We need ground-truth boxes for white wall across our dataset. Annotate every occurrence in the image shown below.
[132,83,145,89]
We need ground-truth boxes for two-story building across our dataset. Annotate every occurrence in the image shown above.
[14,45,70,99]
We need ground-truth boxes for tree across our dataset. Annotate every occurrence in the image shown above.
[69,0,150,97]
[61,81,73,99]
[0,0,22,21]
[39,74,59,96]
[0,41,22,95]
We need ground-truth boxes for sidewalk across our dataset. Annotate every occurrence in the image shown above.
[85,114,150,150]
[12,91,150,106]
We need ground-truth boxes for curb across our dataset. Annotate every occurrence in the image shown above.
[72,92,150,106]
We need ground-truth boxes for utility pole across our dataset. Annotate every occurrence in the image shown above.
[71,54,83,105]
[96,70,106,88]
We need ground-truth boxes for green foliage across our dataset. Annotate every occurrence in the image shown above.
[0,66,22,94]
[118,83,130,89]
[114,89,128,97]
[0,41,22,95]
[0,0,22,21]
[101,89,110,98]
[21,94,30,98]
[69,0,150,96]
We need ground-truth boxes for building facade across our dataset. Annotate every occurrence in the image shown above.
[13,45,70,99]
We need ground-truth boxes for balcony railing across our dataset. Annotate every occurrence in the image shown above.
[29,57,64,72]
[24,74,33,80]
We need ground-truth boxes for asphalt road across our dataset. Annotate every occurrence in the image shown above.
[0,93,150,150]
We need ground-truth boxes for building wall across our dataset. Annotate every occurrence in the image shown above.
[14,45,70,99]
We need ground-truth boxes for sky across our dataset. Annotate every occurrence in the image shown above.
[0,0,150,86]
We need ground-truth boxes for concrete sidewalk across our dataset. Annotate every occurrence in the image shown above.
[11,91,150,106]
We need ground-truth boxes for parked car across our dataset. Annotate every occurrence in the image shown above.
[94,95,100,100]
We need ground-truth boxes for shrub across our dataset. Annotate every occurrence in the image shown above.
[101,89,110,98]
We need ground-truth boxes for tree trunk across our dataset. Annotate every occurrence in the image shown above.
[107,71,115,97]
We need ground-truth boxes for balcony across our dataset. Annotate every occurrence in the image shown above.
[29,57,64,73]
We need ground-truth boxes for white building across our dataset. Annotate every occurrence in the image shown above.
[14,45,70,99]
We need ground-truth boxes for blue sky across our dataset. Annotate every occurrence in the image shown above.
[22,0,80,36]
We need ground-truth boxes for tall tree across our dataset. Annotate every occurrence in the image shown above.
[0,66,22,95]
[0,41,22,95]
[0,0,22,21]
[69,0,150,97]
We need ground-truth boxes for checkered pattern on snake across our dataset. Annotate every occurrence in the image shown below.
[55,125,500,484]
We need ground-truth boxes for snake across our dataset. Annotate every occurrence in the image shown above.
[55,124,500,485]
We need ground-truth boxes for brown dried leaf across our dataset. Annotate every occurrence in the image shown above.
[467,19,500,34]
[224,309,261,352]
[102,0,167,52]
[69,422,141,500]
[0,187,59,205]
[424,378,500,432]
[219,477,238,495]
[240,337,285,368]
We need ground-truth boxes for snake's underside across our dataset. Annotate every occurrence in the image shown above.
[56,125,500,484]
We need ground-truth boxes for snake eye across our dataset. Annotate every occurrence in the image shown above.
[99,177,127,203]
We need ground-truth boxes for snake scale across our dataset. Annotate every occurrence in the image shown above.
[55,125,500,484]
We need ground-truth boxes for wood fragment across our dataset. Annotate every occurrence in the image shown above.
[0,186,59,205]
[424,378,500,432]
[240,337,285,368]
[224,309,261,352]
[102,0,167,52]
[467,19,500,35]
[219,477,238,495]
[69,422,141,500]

______

:: Task objective ::
How many of the lines above contain the word "balcony"? Reply with the number alone.

:: Answer to the task ::
2